Provided passage section start

Three more Third Season Star Trek episodes now. A bit of trivia for you. Know how to tell which season you’re watching just from the title sequence? Season One has Yellow titles, just the title Star Trek, and DeForrest Kelley isn’t credited. Season Two has ‘Created by Gene Roddenberry’ on the main title (still yellow) and Kelley gets a credit. The third season has blue titles. You might notice a bit of tape noise on this tape.
First, The Enterprise Incident. Kirk is behaving strangely, which culminates in him ordering the Enterprise into the Neutral Zone, only for them to be suddenly surrounded by Romulans. I’ve no idea why the production team used Klingon models for the ships – had they lost their Romulan models? They have to make a mention of it in the dialog too, “The Romulans are now using Klingon designs,” so the fans won’t write in.
Kirk and Spock have to beam over to the Romulan ship to negotiate with the Romulan commander, and they find that the commander is a woman. Kirk’s slight leer is a bit creepy.
But it’s Spock she’s after, as Vulcans and Romulans have shared heritage. And Spock’s honesty in his testimony leaves Kirk in the brig for espionage. And he’s so angry that when Spock and the commander visit him, he hurls himself at Spock, who administers the Vulcan Death Grip. Dr McCoy is there, and declares him dead.
But reports of his death were greatly exaggerated, as there’s no such thing as the Vulcan Death Grip. It was all a ruse to get Spock on the right side of the Romulans, and now Kirk is going undercover as a Romulan to steal their cloaking device.

Provided passage section end
Data listing section start

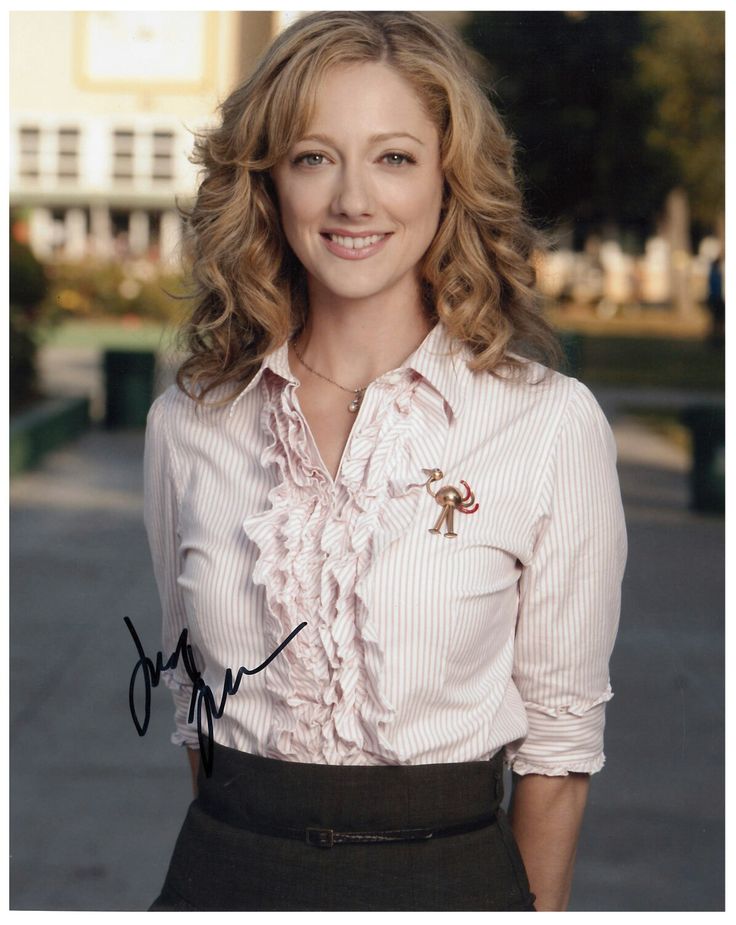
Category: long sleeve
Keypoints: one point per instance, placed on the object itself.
(160, 516)
(569, 599)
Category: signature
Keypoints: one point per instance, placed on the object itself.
(202, 699)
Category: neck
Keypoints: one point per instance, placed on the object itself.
(355, 344)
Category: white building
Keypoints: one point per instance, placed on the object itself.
(103, 106)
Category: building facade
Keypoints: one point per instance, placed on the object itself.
(104, 105)
(103, 110)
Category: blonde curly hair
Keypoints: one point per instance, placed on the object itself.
(249, 288)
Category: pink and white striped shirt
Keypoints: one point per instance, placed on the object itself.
(419, 648)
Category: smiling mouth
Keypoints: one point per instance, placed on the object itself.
(354, 243)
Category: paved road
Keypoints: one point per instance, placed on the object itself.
(95, 809)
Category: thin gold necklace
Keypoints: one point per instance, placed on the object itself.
(357, 393)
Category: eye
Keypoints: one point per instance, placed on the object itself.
(398, 159)
(310, 159)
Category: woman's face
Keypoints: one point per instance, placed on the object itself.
(360, 194)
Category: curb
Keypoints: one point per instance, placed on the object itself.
(49, 425)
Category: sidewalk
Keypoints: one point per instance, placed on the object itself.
(95, 809)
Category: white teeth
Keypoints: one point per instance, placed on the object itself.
(356, 243)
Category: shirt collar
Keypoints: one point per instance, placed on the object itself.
(433, 359)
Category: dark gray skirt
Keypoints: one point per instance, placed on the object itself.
(226, 857)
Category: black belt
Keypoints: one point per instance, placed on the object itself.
(327, 838)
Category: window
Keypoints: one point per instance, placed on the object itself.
(68, 153)
(30, 144)
(123, 149)
(163, 155)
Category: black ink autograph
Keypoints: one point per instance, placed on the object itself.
(202, 696)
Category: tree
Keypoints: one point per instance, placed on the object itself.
(566, 86)
(682, 65)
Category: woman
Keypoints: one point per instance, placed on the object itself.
(364, 480)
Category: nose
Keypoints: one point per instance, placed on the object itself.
(353, 194)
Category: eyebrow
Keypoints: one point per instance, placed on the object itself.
(384, 136)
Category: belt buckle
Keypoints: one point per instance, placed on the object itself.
(320, 838)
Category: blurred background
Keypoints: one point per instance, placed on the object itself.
(619, 120)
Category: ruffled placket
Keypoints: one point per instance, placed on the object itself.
(316, 541)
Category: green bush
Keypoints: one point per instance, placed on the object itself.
(114, 290)
(28, 286)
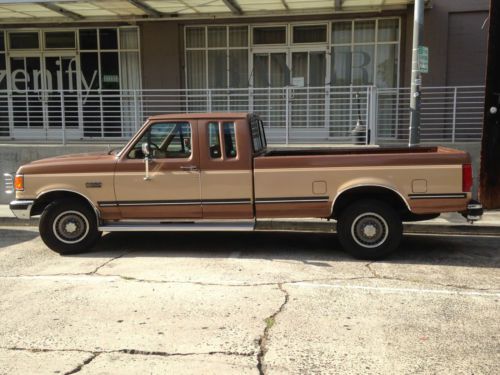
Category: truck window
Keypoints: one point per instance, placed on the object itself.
(229, 140)
(256, 138)
(167, 140)
(214, 140)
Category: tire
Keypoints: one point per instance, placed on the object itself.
(69, 227)
(369, 229)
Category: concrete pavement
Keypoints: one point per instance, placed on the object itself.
(448, 223)
(261, 303)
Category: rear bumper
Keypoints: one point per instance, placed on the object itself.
(474, 211)
(21, 208)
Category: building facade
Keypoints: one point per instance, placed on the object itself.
(97, 77)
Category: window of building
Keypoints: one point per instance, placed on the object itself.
(24, 40)
(60, 40)
(166, 140)
(309, 34)
(216, 56)
(365, 52)
(214, 140)
(96, 61)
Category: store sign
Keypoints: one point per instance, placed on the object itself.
(61, 79)
(423, 59)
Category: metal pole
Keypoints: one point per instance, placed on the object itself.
(416, 77)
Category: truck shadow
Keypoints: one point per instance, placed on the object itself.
(14, 236)
(310, 248)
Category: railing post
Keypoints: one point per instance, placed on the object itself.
(287, 115)
(63, 117)
(454, 122)
(136, 112)
(372, 123)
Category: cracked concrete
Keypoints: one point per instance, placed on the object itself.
(270, 322)
(247, 303)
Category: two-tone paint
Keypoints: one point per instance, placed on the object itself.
(272, 184)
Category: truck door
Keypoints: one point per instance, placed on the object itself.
(172, 190)
(226, 169)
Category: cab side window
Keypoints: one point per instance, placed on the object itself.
(214, 140)
(166, 140)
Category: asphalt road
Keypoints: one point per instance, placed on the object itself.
(238, 303)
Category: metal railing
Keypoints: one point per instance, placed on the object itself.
(293, 115)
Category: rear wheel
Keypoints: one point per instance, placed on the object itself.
(69, 227)
(369, 229)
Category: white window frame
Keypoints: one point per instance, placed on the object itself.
(291, 47)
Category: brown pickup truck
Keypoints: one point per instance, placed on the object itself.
(214, 172)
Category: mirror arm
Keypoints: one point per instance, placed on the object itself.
(146, 161)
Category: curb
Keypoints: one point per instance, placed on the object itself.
(430, 228)
(330, 227)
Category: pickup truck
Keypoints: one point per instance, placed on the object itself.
(214, 172)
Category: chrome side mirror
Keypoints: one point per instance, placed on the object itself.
(146, 152)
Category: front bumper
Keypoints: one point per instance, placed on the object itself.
(474, 211)
(21, 208)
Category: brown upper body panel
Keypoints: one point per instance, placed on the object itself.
(353, 157)
(97, 162)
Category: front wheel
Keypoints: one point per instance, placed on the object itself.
(69, 227)
(369, 229)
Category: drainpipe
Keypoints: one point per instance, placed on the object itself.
(416, 76)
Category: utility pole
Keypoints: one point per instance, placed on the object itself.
(489, 188)
(416, 76)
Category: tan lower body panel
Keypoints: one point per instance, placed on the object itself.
(431, 206)
(161, 212)
(228, 211)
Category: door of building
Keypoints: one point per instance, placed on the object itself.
(270, 72)
(25, 105)
(61, 102)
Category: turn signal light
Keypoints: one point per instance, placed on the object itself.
(466, 178)
(19, 182)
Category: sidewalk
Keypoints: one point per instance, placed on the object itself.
(449, 223)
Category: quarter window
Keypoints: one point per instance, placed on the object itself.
(214, 140)
(229, 140)
(166, 140)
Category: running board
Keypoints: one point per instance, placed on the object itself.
(179, 227)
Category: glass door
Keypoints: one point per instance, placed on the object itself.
(270, 75)
(309, 94)
(26, 106)
(62, 104)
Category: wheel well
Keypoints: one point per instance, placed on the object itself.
(370, 192)
(45, 199)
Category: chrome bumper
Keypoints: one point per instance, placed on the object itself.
(21, 208)
(474, 211)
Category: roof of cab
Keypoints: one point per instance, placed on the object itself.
(189, 116)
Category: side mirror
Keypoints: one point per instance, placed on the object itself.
(145, 149)
(147, 152)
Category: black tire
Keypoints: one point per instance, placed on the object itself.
(369, 229)
(69, 227)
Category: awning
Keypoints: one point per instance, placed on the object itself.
(36, 11)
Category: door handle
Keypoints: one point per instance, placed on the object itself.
(191, 168)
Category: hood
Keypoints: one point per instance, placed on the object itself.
(93, 162)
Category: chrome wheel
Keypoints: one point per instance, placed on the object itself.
(70, 227)
(369, 230)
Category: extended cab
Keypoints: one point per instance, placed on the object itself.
(215, 172)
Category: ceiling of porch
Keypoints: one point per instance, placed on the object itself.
(36, 11)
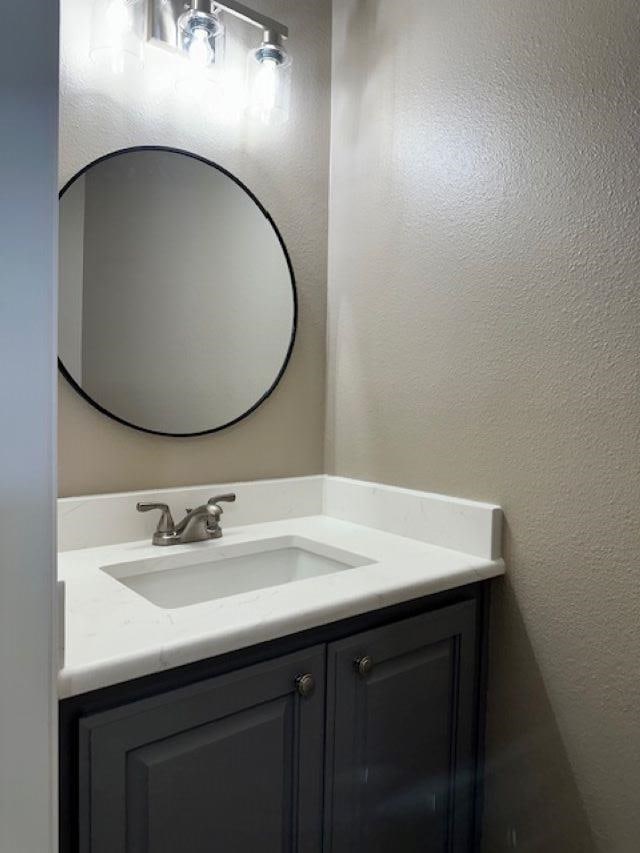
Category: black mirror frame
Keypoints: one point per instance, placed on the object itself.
(63, 370)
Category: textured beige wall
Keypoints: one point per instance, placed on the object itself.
(287, 168)
(484, 337)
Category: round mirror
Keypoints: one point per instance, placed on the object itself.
(177, 301)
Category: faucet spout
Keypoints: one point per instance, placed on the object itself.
(198, 525)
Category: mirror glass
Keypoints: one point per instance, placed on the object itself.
(177, 303)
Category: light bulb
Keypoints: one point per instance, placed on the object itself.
(200, 50)
(269, 81)
(266, 87)
(201, 36)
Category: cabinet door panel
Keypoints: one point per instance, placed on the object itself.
(400, 737)
(230, 764)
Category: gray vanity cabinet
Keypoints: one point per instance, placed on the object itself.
(400, 736)
(233, 763)
(375, 753)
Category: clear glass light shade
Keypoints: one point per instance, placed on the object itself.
(269, 84)
(202, 36)
(118, 30)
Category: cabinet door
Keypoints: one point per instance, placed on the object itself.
(232, 764)
(400, 736)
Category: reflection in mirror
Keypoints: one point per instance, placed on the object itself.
(177, 304)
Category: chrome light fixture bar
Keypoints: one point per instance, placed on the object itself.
(164, 17)
(196, 29)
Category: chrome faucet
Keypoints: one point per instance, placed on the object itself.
(198, 525)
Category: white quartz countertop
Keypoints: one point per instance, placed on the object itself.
(113, 634)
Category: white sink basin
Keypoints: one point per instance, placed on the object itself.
(211, 571)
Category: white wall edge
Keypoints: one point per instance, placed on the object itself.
(462, 525)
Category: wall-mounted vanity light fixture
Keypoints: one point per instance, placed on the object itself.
(196, 30)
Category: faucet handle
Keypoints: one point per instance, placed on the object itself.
(165, 525)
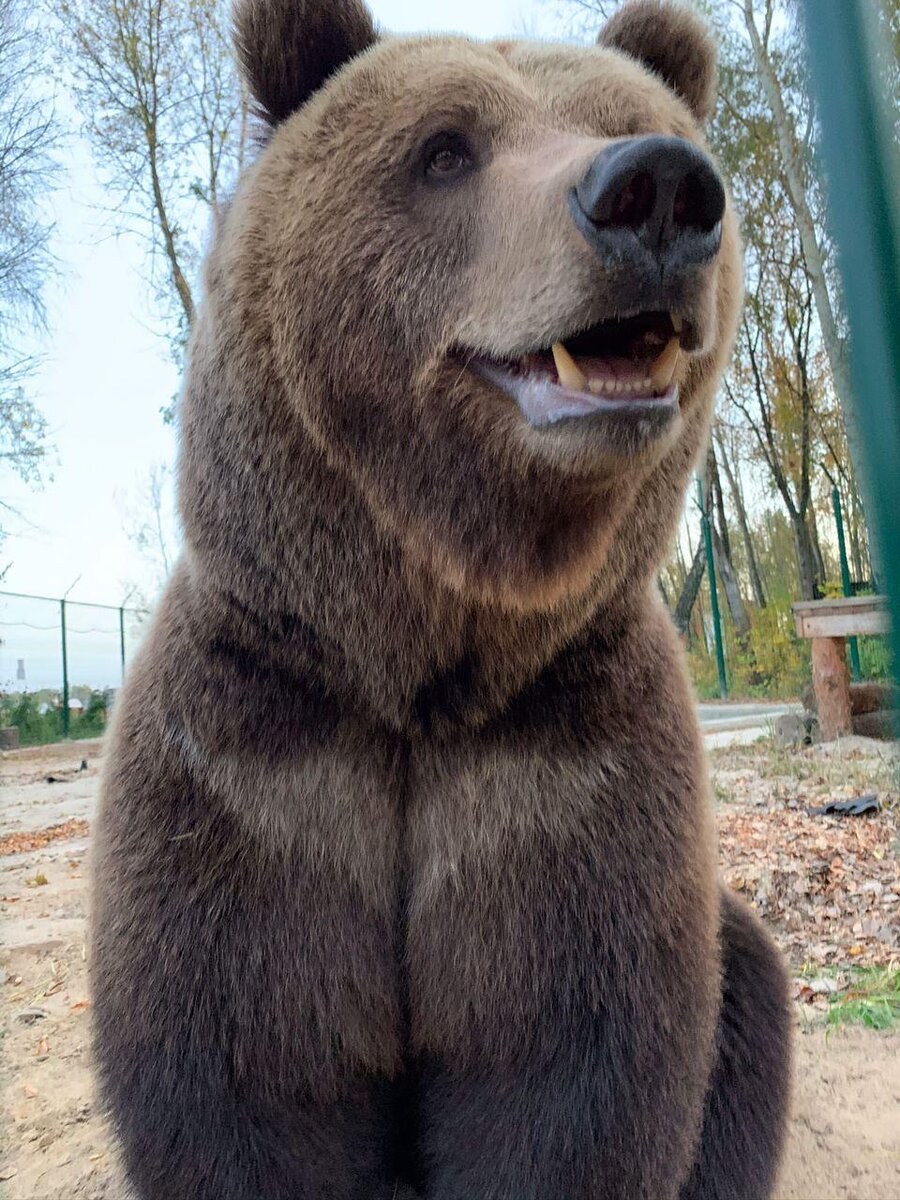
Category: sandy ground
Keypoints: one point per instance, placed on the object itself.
(845, 1134)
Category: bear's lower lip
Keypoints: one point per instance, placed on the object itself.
(544, 401)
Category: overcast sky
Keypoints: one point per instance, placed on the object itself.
(106, 372)
(105, 376)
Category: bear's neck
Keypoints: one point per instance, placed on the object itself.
(287, 562)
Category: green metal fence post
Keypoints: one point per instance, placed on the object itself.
(846, 586)
(713, 593)
(65, 667)
(863, 178)
(121, 639)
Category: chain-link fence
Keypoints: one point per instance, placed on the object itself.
(61, 663)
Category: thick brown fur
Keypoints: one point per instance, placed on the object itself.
(405, 868)
(673, 43)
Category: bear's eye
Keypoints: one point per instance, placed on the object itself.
(448, 156)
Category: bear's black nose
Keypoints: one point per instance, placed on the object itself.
(659, 193)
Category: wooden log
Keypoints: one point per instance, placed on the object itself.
(831, 681)
(864, 697)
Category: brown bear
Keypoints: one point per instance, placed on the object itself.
(405, 874)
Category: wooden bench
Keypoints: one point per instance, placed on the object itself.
(828, 623)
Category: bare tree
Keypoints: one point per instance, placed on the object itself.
(28, 138)
(156, 85)
(150, 523)
(802, 189)
(737, 499)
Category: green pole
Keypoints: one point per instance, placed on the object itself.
(846, 586)
(121, 639)
(713, 593)
(65, 669)
(863, 180)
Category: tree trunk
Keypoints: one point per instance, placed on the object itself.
(719, 501)
(814, 257)
(821, 573)
(684, 606)
(737, 499)
(805, 557)
(730, 585)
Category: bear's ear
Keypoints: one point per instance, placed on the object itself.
(673, 43)
(288, 48)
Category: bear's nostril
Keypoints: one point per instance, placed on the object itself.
(658, 195)
(634, 204)
(695, 204)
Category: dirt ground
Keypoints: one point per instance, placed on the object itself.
(845, 1134)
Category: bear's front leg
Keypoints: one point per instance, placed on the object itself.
(564, 975)
(747, 1107)
(246, 999)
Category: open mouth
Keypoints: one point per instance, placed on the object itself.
(627, 365)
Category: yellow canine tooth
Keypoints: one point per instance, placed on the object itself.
(570, 375)
(664, 367)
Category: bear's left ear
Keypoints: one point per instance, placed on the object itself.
(673, 43)
(288, 48)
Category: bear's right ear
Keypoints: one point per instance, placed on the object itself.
(288, 48)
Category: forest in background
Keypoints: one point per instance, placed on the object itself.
(156, 94)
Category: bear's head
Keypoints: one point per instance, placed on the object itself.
(487, 287)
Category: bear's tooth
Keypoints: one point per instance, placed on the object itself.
(664, 367)
(570, 373)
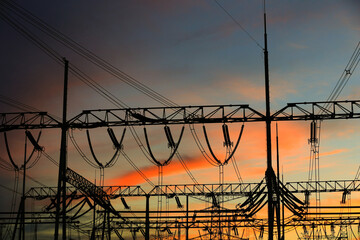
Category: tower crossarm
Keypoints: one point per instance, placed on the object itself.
(319, 111)
(166, 115)
(27, 120)
(97, 194)
(323, 186)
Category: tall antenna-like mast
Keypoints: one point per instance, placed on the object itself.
(269, 170)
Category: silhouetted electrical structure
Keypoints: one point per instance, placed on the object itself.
(93, 211)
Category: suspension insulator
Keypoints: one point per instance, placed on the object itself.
(171, 143)
(124, 203)
(313, 137)
(33, 141)
(113, 138)
(227, 141)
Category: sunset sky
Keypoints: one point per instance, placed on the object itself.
(193, 53)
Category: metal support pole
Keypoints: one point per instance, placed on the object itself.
(278, 209)
(109, 229)
(147, 220)
(187, 217)
(61, 191)
(269, 170)
(22, 223)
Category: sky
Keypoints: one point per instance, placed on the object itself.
(193, 53)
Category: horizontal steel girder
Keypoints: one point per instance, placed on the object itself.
(182, 115)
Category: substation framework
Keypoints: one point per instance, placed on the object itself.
(216, 221)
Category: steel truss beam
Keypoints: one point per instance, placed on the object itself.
(27, 120)
(227, 189)
(182, 115)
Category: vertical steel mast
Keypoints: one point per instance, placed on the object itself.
(61, 191)
(269, 171)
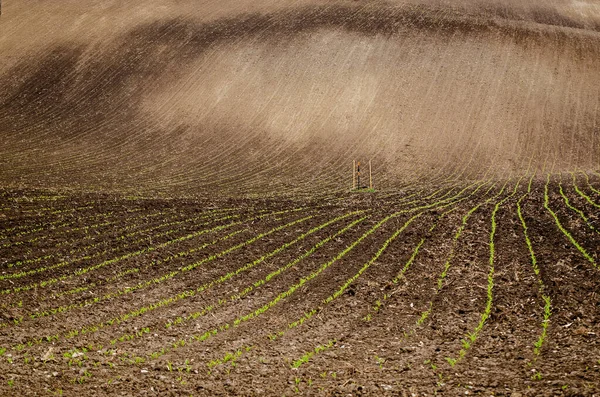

Data listing section end

### About this exercise
Answer these from the Star Trek episode review:
(a) What color are the titles in the third season?
(b) Which models did the production team use for the Romulan ships?
(c) What is Kirk going undercover as a Romulan to steal?

### Response to this task
(a) Blue.
(b) Klingon models.
(c) The Romulans' cloaking device.